Collect and copy out every line of the entries below that contains the string "wall". Matching is case-sensitive.

### Data in this exercise
↓↓↓

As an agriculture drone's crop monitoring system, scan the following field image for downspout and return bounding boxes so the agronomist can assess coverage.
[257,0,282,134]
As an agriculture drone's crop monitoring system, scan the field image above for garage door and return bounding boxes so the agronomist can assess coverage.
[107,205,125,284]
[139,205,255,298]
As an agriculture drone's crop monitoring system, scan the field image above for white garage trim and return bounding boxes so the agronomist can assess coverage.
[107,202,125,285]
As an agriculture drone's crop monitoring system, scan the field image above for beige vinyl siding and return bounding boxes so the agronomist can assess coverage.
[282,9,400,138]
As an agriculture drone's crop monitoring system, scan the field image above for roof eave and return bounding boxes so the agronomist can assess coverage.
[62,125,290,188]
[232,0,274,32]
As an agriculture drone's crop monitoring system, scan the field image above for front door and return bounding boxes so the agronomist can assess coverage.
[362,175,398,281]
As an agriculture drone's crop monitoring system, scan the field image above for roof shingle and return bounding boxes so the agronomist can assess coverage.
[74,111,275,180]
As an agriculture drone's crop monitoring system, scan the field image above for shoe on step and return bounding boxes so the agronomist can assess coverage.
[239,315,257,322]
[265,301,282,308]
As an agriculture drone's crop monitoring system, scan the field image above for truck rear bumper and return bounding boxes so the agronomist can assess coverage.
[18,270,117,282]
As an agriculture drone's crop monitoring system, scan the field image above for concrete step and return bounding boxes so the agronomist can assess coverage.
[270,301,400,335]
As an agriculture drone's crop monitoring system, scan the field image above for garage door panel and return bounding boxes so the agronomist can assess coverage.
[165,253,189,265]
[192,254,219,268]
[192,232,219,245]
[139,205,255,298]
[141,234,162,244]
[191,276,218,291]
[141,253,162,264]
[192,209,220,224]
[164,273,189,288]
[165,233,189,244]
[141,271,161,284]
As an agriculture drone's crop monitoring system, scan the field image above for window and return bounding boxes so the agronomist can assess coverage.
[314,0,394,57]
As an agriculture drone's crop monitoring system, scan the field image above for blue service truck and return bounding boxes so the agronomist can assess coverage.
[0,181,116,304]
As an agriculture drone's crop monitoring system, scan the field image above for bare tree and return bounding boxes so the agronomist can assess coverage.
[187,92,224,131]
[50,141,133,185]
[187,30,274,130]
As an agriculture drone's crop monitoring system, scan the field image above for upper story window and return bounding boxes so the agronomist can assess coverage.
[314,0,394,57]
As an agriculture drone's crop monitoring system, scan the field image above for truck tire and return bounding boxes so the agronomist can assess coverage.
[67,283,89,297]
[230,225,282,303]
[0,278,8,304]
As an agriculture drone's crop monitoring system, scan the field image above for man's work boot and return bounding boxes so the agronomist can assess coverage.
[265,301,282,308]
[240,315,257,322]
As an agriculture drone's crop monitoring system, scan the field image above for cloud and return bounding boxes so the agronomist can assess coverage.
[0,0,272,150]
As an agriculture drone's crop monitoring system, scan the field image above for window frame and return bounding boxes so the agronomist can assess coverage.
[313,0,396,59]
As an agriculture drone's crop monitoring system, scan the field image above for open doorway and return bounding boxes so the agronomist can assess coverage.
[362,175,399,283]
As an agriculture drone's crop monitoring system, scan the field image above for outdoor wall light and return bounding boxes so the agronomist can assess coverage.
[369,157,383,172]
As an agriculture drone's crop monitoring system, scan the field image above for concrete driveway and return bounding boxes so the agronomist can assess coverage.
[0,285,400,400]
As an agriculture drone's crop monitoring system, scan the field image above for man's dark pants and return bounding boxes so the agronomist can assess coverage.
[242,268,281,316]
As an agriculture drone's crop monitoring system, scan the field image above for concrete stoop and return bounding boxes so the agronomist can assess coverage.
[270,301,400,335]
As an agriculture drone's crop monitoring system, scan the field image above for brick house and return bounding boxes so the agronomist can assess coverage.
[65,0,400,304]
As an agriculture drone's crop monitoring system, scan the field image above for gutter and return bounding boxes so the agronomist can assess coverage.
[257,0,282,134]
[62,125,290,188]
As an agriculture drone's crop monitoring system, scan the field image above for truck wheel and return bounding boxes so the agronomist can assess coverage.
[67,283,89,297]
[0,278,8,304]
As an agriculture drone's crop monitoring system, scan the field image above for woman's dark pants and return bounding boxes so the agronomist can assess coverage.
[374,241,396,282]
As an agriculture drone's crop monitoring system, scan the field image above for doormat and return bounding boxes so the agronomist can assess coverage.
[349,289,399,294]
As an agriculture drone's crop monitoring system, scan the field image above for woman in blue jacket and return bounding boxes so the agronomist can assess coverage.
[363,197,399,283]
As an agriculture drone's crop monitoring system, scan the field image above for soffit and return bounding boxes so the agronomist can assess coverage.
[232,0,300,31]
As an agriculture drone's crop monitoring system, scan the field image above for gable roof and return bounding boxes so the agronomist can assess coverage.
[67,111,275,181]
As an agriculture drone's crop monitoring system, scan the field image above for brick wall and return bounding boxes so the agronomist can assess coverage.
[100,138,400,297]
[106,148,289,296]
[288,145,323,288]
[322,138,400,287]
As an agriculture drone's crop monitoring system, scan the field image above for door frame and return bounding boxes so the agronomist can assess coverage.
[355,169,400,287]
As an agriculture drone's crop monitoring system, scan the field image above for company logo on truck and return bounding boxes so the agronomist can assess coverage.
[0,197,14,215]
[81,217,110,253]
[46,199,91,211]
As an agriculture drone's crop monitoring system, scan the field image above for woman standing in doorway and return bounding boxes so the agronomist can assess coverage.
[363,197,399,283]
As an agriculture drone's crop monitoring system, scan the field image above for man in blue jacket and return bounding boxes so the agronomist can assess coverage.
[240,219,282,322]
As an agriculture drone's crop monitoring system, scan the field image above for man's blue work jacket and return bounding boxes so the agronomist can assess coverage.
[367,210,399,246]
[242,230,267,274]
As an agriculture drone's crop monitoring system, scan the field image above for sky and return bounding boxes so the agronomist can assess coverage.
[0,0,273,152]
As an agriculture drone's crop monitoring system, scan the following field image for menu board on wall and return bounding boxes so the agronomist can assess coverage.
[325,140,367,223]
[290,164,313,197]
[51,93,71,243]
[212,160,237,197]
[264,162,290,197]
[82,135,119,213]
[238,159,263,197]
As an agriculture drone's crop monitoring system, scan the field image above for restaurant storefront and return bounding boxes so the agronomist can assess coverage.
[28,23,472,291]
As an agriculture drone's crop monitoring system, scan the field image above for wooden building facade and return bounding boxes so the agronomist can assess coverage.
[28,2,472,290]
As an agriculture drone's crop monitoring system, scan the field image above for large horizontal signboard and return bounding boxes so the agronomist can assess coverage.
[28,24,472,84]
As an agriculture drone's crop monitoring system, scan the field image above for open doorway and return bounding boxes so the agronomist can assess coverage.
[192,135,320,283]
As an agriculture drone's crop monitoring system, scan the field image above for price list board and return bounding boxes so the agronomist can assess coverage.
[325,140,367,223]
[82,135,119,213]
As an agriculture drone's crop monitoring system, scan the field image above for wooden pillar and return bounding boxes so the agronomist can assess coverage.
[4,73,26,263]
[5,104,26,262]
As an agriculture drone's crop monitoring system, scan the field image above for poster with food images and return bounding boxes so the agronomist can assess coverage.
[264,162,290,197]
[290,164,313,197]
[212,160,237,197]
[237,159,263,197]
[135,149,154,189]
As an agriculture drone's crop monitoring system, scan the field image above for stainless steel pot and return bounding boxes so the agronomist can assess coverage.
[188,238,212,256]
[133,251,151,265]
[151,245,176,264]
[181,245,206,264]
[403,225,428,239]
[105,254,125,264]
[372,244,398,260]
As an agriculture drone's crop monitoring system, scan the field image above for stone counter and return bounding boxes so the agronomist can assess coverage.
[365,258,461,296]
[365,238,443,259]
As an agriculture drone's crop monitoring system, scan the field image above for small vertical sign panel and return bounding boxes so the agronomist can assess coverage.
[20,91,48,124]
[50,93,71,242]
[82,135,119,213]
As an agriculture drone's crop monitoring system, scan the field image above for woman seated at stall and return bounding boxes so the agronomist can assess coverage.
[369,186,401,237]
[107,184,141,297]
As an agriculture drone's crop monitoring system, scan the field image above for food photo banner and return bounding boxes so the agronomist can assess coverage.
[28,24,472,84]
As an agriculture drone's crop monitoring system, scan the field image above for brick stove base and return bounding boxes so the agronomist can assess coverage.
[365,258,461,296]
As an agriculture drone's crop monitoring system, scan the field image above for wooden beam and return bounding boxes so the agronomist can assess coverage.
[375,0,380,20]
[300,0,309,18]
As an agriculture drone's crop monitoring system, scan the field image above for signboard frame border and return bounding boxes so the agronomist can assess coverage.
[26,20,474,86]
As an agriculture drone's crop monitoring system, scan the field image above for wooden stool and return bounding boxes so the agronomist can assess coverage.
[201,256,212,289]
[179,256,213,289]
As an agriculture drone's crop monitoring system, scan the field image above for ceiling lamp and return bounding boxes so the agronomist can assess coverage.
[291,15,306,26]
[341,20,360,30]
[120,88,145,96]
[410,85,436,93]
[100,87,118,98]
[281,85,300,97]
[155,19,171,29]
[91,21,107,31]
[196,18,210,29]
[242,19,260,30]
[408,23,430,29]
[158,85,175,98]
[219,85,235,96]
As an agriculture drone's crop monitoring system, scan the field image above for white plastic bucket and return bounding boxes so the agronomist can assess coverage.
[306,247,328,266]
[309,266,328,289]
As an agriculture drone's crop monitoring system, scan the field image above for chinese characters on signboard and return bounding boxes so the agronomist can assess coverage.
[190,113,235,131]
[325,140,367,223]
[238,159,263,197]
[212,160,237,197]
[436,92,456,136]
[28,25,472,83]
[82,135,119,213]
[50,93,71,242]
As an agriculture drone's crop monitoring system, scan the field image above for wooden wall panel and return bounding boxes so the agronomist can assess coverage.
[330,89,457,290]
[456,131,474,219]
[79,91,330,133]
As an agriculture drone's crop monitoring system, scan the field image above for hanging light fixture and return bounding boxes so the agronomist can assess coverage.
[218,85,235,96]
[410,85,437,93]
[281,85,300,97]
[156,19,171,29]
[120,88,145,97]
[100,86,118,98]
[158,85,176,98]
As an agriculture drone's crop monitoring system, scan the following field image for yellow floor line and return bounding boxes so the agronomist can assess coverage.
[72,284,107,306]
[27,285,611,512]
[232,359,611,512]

↑↑↑

### Exercise result
As an agriculture drone's crop monitoring system, scan the field image above for outdoor wall light and return bounding boxes so the agronomist can assess coverage.
As an agriculture drone's crop monitoring system, scan the field image above for brick wall and return bounding boxes so the agronomist can assess coverage.
As an agriculture drone's crop monitoring system, scan the following field image for menu board on wall and return bounding boxes so the agronomist can assess coverage.
As an agriculture drone's crop monitoring system, scan the field image above for wooden wall panel and return bounding boxes so the agronomist can assess coverage.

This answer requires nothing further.